Task requirements: Once the data has been read, return all of it precisely as written.

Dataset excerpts
= Beginning of Section =
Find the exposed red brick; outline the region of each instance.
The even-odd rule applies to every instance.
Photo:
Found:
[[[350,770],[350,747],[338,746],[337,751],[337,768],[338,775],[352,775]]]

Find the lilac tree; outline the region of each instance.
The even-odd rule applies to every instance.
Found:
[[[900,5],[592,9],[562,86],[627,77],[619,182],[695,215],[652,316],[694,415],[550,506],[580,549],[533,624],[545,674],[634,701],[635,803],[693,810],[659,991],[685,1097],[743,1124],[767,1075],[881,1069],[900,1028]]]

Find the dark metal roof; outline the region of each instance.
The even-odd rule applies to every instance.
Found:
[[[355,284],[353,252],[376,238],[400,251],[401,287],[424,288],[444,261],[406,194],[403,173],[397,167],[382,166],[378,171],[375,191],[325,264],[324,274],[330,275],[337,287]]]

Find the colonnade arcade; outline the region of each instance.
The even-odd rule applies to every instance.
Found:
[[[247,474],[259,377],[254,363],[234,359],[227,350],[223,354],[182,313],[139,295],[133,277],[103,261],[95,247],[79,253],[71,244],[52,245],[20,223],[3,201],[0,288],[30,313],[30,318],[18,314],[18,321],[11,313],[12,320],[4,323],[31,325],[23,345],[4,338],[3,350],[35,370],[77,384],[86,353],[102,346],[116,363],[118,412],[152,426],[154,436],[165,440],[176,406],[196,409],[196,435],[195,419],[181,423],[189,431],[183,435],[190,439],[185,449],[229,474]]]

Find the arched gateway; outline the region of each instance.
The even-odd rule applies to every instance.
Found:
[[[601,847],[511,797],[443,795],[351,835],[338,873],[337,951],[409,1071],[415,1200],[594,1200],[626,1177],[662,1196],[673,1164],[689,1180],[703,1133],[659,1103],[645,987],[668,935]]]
= End of Section =
Answer below:
Find the exposed red brick; outline the region of each instance.
The even-odd rule applies to every instance.
Photo:
Found:
[[[350,770],[350,747],[338,746],[337,751],[337,768],[338,775],[352,775]]]

Find the lilac tree; outline the region of each instance.
The even-odd rule applies to every instance.
Found:
[[[900,5],[592,9],[562,86],[627,77],[619,182],[695,215],[652,316],[694,415],[550,506],[580,549],[533,624],[545,674],[634,701],[635,803],[693,810],[659,991],[685,1097],[743,1124],[767,1075],[881,1069],[900,1028]]]

Find the dark metal roof; outline the region of each instance.
The even-odd rule applies to every instance.
Found:
[[[355,284],[353,252],[376,238],[400,251],[401,287],[424,288],[444,261],[406,194],[403,173],[397,167],[382,166],[378,171],[375,191],[325,264],[324,274],[330,275],[337,287]]]

Find the colonnade arcade; outline the region of each instance.
The even-odd rule applies to every instance.
Found:
[[[247,474],[259,377],[254,363],[234,359],[227,350],[223,354],[182,313],[139,295],[133,277],[103,261],[95,247],[79,253],[71,244],[52,245],[20,223],[3,201],[0,288],[30,313],[30,318],[18,314],[18,321],[11,313],[12,320],[4,323],[31,325],[23,345],[4,338],[3,350],[35,370],[77,384],[86,353],[102,346],[116,363],[118,412],[152,426],[154,436],[165,440],[176,406],[196,409],[196,435],[195,419],[181,423],[189,431],[183,435],[190,439],[185,449],[229,474]]]

Find the arched gateway; outline the region of each instance.
The even-odd rule applies to every instance.
Found:
[[[601,847],[511,797],[443,795],[351,835],[338,873],[337,951],[409,1071],[415,1200],[594,1200],[626,1177],[662,1196],[673,1164],[689,1180],[703,1133],[659,1103],[645,987],[668,935]]]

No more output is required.